* KUTIPAN YANG DIBERIKAN *
____________________

Senin, 21 Desember 2009

Berusahalah untuk Memiliki Nilai di Hadirat Ilahi!



Berusahalah untuk Memiliki Nilai di Hadirat Ilahi!
Mawlana Shaykh Muhammad Nazim ‘Adil Al-Haqqani an Naqshbandi
Lefke, Cyprus, Sohbet 26 Maret 2006
Diambil dari www.mevlanasufi.blogspot.com


Assalamu ‘alaykum! A’uudzu billahi minasy syaithanir rajiim Bismillaahir
Rahmanir Rahiim Laa hawla wa laa quwwata illaa bi-llahi-l ‘Aliyyi-l ‘Adziim

Wahai Manusia! Kita memohon ampunan dari Allah ta’ala. Diri kita bukanlah
sesuatu wujud yang demikian penting, diri kita tak begitu berharga (tidak
sebagaimana yang kita pikir tentang diri kita); demikianlah di antara kita
sendiri, (kita adalah) orang-orang yang tak penting. Tapi,di Hadirat Ilahi,
demikian berharganya (diri kita)! Tak seorang pun mampu berbicara tentang hal
itu, yaitu tentang kehormatan dan ketinggian nilai yang telah dikaruniakan (pada
kita) oleh Pencipta kita.

Di Hadirat Ilahiah-Nya, manusia adalah sosok paling berharga di antara seluruh
ciptaan. Namun, di antara diri kita sendiri, kita tidaklah berada pada level
tersebut atau pada pemahaman tersebut, atau untuk bertanya dan belajar akan
makna pentingnya kemanusiaan. Inilah hal terpenting untuk diajarkan di muka bumi
ini, tapi kita tak pernah peduli untuk berbicara tentangnya. Tidak, kita hanya
menyibukkan diri kita dengan segala sesuatu yang menyelimuti wujud fisik diri
kita.

Kalian dapat melihat ke seluruh Timur dan Barat – begitu banyak tempat-tempat
pengajaran di mana-mana, yang mengajari anak-anak. Begitu telitinya dan tekunnya
mereka dalam melakukan pengajaran tersebut hingga orang-orang pun kini berusaha
mendaftarkan anak-anak mereka ke tempat-tempat tersebut (sekalipun anak-anak
mereka itu masih berada di dalam kandungan ibu mereka)... Mereka berpikir, jika
seorang wanita hamil, ia dan suaminya pun mulai berpikir, “Kini akan segera
lahir anak bagi diri kita, dan saat ini begitu banyak universitas dan
tempat-tempat pengajaran di mana-mana.

Bagaimana menurutmu, sayangku, bagaimana dengan anak kita, ke mana kita mesti
mendaftarkannya? Saat permulaan adalah saat yang amat penting! Karena kita mesti
berusaha menjadikan anak kita mencapai titik tertinggi di antara manusia. Karena
itu, menurutku, kita mesti memikirkannya! Bagaimana pendapatmu, jika kita mulai
menaruh ‘kabel’ ini ke janinmu untuk mempersiapkannya? Kita dapat berbicara
(melaluinya) dan bayi kita, yang akan lahir itu, mungkin akan dapat mengerti
sesuatu (darinya), (dan) saat ia lahir keluar nanti, kita pun mendaftarkan
namanya. Karena ia mungkin dapat belajar begitu banyak hal dalam rahimmu.

____________________

* DATA YANG DIBERIKAN *

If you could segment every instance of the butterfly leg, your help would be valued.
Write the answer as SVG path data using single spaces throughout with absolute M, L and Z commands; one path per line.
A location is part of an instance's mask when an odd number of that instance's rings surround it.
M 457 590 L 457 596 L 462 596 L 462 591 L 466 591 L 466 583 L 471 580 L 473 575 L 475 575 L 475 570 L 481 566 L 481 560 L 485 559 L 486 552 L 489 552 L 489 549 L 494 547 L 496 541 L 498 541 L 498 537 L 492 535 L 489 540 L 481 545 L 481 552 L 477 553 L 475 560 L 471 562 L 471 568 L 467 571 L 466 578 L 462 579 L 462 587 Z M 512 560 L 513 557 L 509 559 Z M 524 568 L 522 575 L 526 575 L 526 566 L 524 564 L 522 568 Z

____________________

* RUMUSAN SOAL 1 *
Periksa apakah tiap pernyataan berikut sesuai dengan kutipan tentang nilai manusia di Hadirat Ilahi: (a) di Hadirat Ilahi, manusia adalah sosok paling berharga di antara seluruh ciptaan; (b) tempat-tempat pengajaran hanya terdapat di Barat; (c) sohbet itu disampaikan di Lefke pada 26 Maret 2006. Jawab ya atau tidak untuk masing-masing, sertakan kutipan kata-kata penentunya secara persis.
* RUMUSAN SOAL 2 *
Teruskan kutipan tentang nilai manusia di Hadirat Ilahi mulai dari kalimat terakhirnya.

* JAWABAN 1 *
(a) Ya: "Di Hadirat Ilahiah-Nya, manusia adalah sosok paling berharga di antara seluruh ciptaan."
(b) Tidak: "Kalian dapat melihat ke seluruh Timur dan Barat – begitu banyak tempat-tempat pengajaran di mana-mana"
(c) Ya: "Lefke, Cyprus, Sohbet 26 Maret 2006"

* JAWABAN 2 *
Bagaimana pendapatmu tentang hal ini?”

Orang-orang kini menjadi tergila-gila untuk mengajari dan mengajari dan
mengajari…. “Kami mengajarimu. Setidaknya, wahai sayangku, kita dapat mengajari
bayi kita tersebut ABC”: alfa, beta, gamma, delta, atau a, b, c, atau alif, ba’,
ta’...(tapi) mereka tidak tertarik untuk mengajari hal-hal tentang huruf bahasa
Arab… Mereka begitu tekun mengikuti trend untuk mengajari anak-anak mereka lewat
ribuan, dan puluhan ribu institusi-institusi pendidikan. Tujuan utama mereka
hanyalah: mendapatkan uang, lebih banyak uang, untuk menyimpan lebih banyak
uang... (dan) orang-orang pun berusaha mengajak yang lain untuk belajar.

Belajar apa mereka? Kalian tahu apa yang mereka ajarkan?! Mereka mengajari
hal-hal omong kosong yang sama sekali tak memberikan manfaat, tidak sama sekali.
Sebagian besar... begitu banyak ratusan buku mereka tulis untuk mengajari
orang-orang dan mereka berusaha meraih target yang tak mungkin untuk diraih; dan
untuk setiap tingkatan yang mereka ajarkan, saat anak-anak mereka naik ke
tingkatan tersebut, mereka pun mulai lupa atas apa yang mereka pelajari di
saat-saat permulaannya [di tingkatan sebelumnya, red.].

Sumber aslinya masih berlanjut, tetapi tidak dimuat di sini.